# Data Enrichment

Components to enrich your data with variables from other data sources. These components work for simple features and spatial indexes grids.

## Downscaling

**Description**

The **Downscaling** component distributes variables from larger source polygons to smaller target polygons based on weights. This component takes aggregate data from larger geographic areas (e.g., countries, states) and distributes it proportionally to smaller areas (e.g., counties, census tracts) using a provided weighting factor that will be used as a *proxy variable* to distribute the data proportionally.

**Note**: This component is designed for geometries that are perfectly contained within others (i.e. from US Census Block Groups to US Census Blocks), where target polygon centroids fall within exactly one source polygon. If this is not the case, you should probably use [*Enrich Polygons with Weights*](https://docs.carto.com/carto-user-manual/workflows/components/data-enrichment#enrich-polygons-with-weights)

**Inputs**

Source and Target Tables:

* The **source table**, containing larger polygons with variables to distribute.
* The **target table**, containing smaller polygons with weights.
* An optional **lookup table**, containing a mapping from source IDs to target IDs.

**Settings**

* **Source ID column**: the column that uniquely identifies each row from the source table.
* **Target ID column**: the column that uniquely identifies each row from the target table.
* **Weight column**: the column from the target table that will be used to weight the distribution.
* **Variables to downscale**: each of the variables to be distributed from the source table. There are different distribution methods to be chosen per column:
  * *Extensive*: Distributes values proportionally based on weights. The sum of distributed values across all target polygons equals the original source value. Suitable for count data or totals (e.g., total population, total revenue).
  * *Intensive*: Redistributes values using weighted averages. First upscales target values to source level, then applies a normalization ratio. Suitable for rates, densities, or averages (e.g., population density, average income) that requires reconciliation with a higher level of aggregation. **Requires the variable to exist in both source and target tables with the same name**, i.e. using an outdated value or a handcrafted measure.
  * *Uniform*: Copies the same value from the source to all matching target polygons without modification. Suitable for categorical or constant values (e.g., region name, policy indicator, join keys, etc).
* **Matching mode** : Choose how to match target polygons to source polygons:
  * *Infer*: Computes target polygon centroids and uses spatial containment to match them with source polygons. Requires geometry columns from both tables to compute the spatial relations. By default, it performs
  * *Lookup*: Uses a precomputed lookup table with source-target relationships. Faster when relationships are precomputed or can be obtained through a simpler computation.
* * * * * * * * *
§ **AIM**
Carry on writing the data enrichment documentation from the point where it stops. You won't need the lines that come after this.

§ **SUPPLIED MATERIAL**
* * * * * * * * *
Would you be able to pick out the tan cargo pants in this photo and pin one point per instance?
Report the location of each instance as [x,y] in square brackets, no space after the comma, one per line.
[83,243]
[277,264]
* * * * * * * * *
§ **EXERCISE ANSWER**
**Advanced Options**

* *Allow unmatched targets*: When using *Infer* as matching mode, the component performs a quick check to verify that there are no obvious issues with the data and the contract of the process (perfectly contained, smaller geometries): that no target polygon is contained in multiple source polygons, and no target polygons are left outside source polygons. Enable this checkbox to skip those checks.

**Outputs**

* *Result table*: Output table containing *all* columns from the target table plus the downscaled variables with suffixes indicating the distribution method:
  * `{variable_name}_extensive` for extensive variables
  * `{variable_name}_intensive` for intensive variables
  * `{variable_name}_uniform` for uniform variables

## Enrich H3 Grid

**Description**

This component enriches a *target* table with data from a *source*. Enriching here means adding columns with aggregated data from the source that matches the target geographies.

* The *target*, (which is the upper input connection of this component), must have a column that contains H3 indices, which will be used to join with the *source*.
* The *source* (lower input connection) can be either a CARTO Data Observatory subscription or table (or result from other component) with a geography column.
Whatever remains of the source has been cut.